(Saved entries)
# # # #
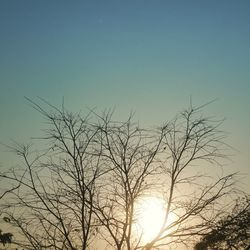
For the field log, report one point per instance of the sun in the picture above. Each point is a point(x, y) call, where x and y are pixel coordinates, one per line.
point(150, 217)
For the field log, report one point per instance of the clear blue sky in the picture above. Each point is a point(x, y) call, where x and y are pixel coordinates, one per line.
point(149, 56)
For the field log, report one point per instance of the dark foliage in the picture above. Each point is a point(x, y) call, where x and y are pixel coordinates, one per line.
point(232, 232)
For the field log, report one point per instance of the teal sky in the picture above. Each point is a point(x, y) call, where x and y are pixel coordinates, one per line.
point(148, 56)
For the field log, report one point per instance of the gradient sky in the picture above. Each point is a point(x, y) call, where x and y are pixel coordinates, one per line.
point(148, 56)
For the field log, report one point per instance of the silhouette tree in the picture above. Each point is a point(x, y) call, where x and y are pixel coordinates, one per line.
point(5, 238)
point(231, 232)
point(83, 184)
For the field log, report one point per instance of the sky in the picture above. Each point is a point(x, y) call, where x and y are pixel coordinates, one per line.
point(147, 56)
# # # #
EXERCISE ::
Leave the pictures out and output the rest of the data word for word.

EXERCISE RESULT ::
For the field log, report one point per instance of the sun in the picture above. Each point is a point(x, y) call, where x and y are pixel coordinates, one per line.
point(150, 217)
For the field log, report one point per instance of the clear blue sky in the picture above. Each point is a point(x, y) call, where x and y are pixel coordinates, one per line.
point(149, 56)
For the field log, report one point per instance of the dark foliage in the picture above. Each point is a point(x, y) call, where x and y are pixel coordinates, one per line.
point(232, 232)
For the field log, report one point per instance of the teal sky in the picture above. Each point is a point(x, y) call, where x and y are pixel coordinates, one per line.
point(148, 56)
For the field log, report one point per instance of the gradient sky in the picture above. Each point is a point(x, y) call, where x and y are pixel coordinates, one per line.
point(148, 56)
For the field log, report one point per instance of the silhouette tree in the picture above. Each point is a point(x, y) call, where x and y are pixel coordinates, one per line.
point(5, 238)
point(231, 232)
point(83, 184)
For the field log, report one point per instance of the sky in the picture above. Each point is a point(x, y) call, where x and y are pixel coordinates, one per line.
point(147, 56)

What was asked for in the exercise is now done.